### Exercise instructions
The data must be transcribed exactly, with no line missing.

□ □ □ □

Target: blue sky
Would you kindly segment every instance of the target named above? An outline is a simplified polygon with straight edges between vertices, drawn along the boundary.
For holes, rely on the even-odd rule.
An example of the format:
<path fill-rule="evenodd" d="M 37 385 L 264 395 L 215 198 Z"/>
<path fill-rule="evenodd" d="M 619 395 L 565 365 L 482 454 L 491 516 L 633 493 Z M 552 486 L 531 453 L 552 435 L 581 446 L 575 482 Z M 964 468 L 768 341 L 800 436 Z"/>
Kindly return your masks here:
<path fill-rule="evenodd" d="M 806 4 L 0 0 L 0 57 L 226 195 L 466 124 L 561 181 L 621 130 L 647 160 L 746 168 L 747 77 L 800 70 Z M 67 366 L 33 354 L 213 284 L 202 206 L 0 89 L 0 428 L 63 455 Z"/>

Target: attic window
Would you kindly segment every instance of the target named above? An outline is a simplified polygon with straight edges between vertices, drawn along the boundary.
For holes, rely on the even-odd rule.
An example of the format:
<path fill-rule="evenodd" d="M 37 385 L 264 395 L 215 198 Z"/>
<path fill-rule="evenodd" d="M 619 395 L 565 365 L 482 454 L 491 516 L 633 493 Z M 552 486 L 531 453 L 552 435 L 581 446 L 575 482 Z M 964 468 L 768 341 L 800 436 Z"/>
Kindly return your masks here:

□ □ □ □

### Problem solution
Target: blue sky
Would you kindly segment every instance of the target named above? An outline is a simplified polygon with straight edges between vertices, drawn along the boundary.
For holes, rely on the even-odd rule.
An example of the format:
<path fill-rule="evenodd" d="M 37 385 L 264 395 L 215 198 Z"/>
<path fill-rule="evenodd" d="M 619 395 L 565 365 L 482 454 L 491 516 L 633 493 Z M 552 486 L 531 453 L 552 435 L 581 446 L 575 482 Z M 964 468 L 768 341 L 800 436 Z"/>
Kindly return your masks here:
<path fill-rule="evenodd" d="M 806 4 L 0 0 L 0 57 L 226 195 L 466 124 L 561 181 L 621 130 L 647 160 L 746 168 L 747 77 L 800 70 Z M 67 366 L 33 354 L 213 284 L 202 206 L 0 89 L 0 428 L 63 455 Z"/>

Target: attic window
Would you kindly segment every instance of the target named above? An outline is a simplified polygon with straight edges between vertices, drawn along the boundary.
For holes, rely on the even-odd rule.
An example of the format:
<path fill-rule="evenodd" d="M 37 385 L 264 395 L 215 198 Z"/>
<path fill-rule="evenodd" d="M 619 395 L 565 365 L 482 454 L 491 516 L 633 493 Z M 552 486 L 531 453 L 552 435 L 581 446 L 575 482 Z M 964 468 L 768 341 L 800 436 Z"/>
Kindly return your masks here:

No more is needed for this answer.